____ Text to read

Greenspan to the Rescue
by Roger Lyons
A recent Blood-Horse blog post, posted on September 27, drew the usual parallel between the performance of the stock market and demand in the commercial market for thoroughbreds. The post was occasioned by a USA Today report of an Alan Greenspan speech in which he argued that, as the blog post put it, “a sustained stock rally would be the ‘most effective’ stimulus for the sluggish economy.” As the post goes on to explain, “a rising stock market makes people feel richer, it inspires confidence, and it signals optimism in the future.” The point was to suggest that what’s good for the stock market is good for commercial breeders.
Feel-good macroeconomics has its place, but I’ve never felt that good about it. Maybe it’s because, around the time I first started hearing about the trickle-down theory–while studying at the University of Kentucky and doing odd jobs in the thoroughbred industry–I got my first Form 1099 ever, and it soaked up about everything that had trickled down to me. That was within the first year or two of the Reagan administration. I imagine he had economists who thought public policy that lavishly enriched the investor class would unleash such a mighty torrent on the rest of us that they needed to build a dam to stop the deluge (for our own good!), but, instead, the trickle just dried up.

________

Instructions to follow
Continue the essay on the stock market and thoroughbred demand from the point where it stops.

____ Information supplied

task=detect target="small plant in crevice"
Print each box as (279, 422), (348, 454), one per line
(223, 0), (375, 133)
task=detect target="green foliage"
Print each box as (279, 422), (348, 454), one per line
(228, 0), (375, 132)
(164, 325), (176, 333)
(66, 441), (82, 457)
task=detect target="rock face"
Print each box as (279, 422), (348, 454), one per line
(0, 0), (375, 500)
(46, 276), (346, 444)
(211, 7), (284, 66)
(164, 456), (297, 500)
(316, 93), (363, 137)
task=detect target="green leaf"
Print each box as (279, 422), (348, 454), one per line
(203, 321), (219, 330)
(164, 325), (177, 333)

________

Answer for this exercise
And that’s when they started talking about supply-side economics–the if-you-build-it-they-will-come theory of macroeconomics. It was a reversion to the classical doctrine that supply creates its own demand–because, if people are employed in making stuff, they will be able to buy it. Only this time round, economic policy was in thrall to Alan Greenspan’s Ayn Rand fantasy, in which the invisible hand of the market doles out to all what they deserve–if only the policy makers just stay out of the way.
To some, it might have seemed a Yogi Berra moment when Dwight D. Eisenhower said, “things are more like they are now than they ever were before,” but his fellow Kansans knew what he meant. For nearly three decades after the war, the economic universe was expanding, and it was a patently Keynesian universe. It truly was how things should have been all along: driven by demand, wages high, unemployment low, leisure not just a retirement pipedream, and the top marginal tax rate–91%. That was the universe, by the way, in which American racing had its heyday.
But, when demand is high, it’s apparently the doom of policy to assume that supply is everything. What we have now, as a result, is the widest income disparity between the rich and the rest of us since 1928. That means, perforce, that unemployed, underemployed, and working- and middle-class Americans have no money to spend; and, at the same time, huge amounts of money are being committed to the very kinds of speculative investment that expose the economy to calamity.
The thoroughbred industry’s problem is a lot bigger than just a lack of demand for racehorses and breeding stock. Yes, commercial breeders experience it as such, and it’s painful, but, as I’ve argued before, it’s a mistake to think of thoroughbred sales as even a proximate function of effective demand. Those buyers are, in fact, investors in the system of production. Through them the system distributes young horses for training and channels breeding stock into more efficient use. They are suppliers, not consumers. I emphasize this point because, the more commercial breeders dwell on the faux-demand feature of what is really a supply function, the more they lose sight of effective demand, the consumer.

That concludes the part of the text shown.